━━━━━ EXTRAIT FOURNI
Objectif 2005

A un an de la présidentielle, le chef de l’État sortant comme ses adversaires politiques sont déja en campagne. Et préparent l’échéance alors que le processus de paix reste bloqué.

Publié le 4 octobre 2004 Lecture : 8 minutes.

Les Ivoiriens n’en finissent pas de découvrir les arcanes de l’accord d’Accra III signé le 30 juillet dernier et destiné à relancer le processus de paix et à préparer les élections présidentielle et législatives de 2005. Entre les retransmissions télévisées des débats parlementaires sur les réformes à venir, les spéculations autour d’une éventuelle révision de l’article 35 de la Constitution (relatif aux conditions d’éligibilité) et les pas de deux auxquels se livrent en permanence les leaders politiques, chacun y va de son petit commentaire, de ses pronostics, de ses préférences. Et, de ce point de vue, l’humour ivoirien n’est pas en reste : « On verra bien en 2005 qui est garçon », ironise un instituteur abidjanais.
En attendant, la vie politique nationale a pris, ces derniers temps, les traits d’un véritable théâtre d’ombres. Et toute l’agitation politicienne non dépourvue d’arrière-pensées autour des projets de loi en discussion à l’Assemblée nationale donne le ton des joutes à venir et préfigure les futures alliances électorales. Pour l’heure, le poids des mots et le choc des photos, par médias interposés, tiennent lieu de déclarations de candidature, voire de stratégies nées, le plus souvent, dans l’imagination de prétendus analystes politiques. Toujours est-il qu’à un an des élections générales chaque camp se prépare et affûte ses arguments.
━━━━━━━━━━
CONSIGNES:
1) D'après l'article sur la présidentielle ivoirienne, à quelle date l'accord d'Accra III a-t-il été signé ?
2) Recopiez le passage de l'article sur la présidentielle ivoirienne allant de « Les Ivoiriens n’en » à « un instituteur abidjanais. ».
Les lignes qui suivent viennent d'une autre source que l'extrait.
━━━━━ JEU DE DONNÉES
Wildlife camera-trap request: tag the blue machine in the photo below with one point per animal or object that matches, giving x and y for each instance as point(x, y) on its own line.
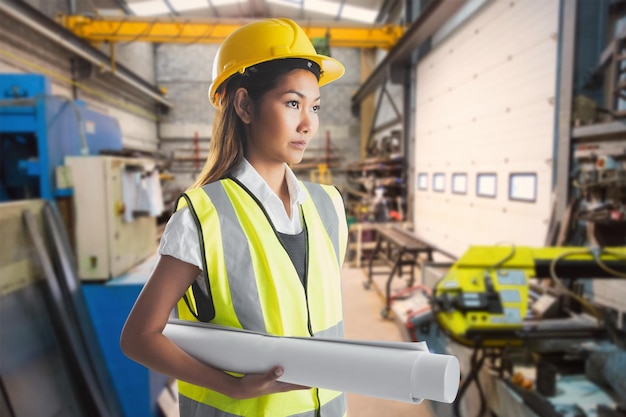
━━━━━━━━━━
RÉPONSES:
1) Le 30 juillet.

2)
Les Ivoiriens n’en finissent pas de découvrir les arcanes de l’accord d’Accra III signé le 30 juillet dernier et destiné à relancer le processus de paix et à préparer les élections présidentielle et législatives de 2005. Entre les retransmissions télévisées des débats parlementaires sur les réformes à venir, les spéculations autour d’une éventuelle révision de l’article 35 de la Constitution (relatif aux conditions d’éligibilité) et les pas de deux auxquels se livrent en permanence les leaders politiques, chacun y va de son petit commentaire, de ses pronostics, de ses préférences. Et, de ce point de vue, l’humour ivoirien n’est pas en reste : « On verra bien en 2005 qui est garçon », ironise un instituteur abidjanais.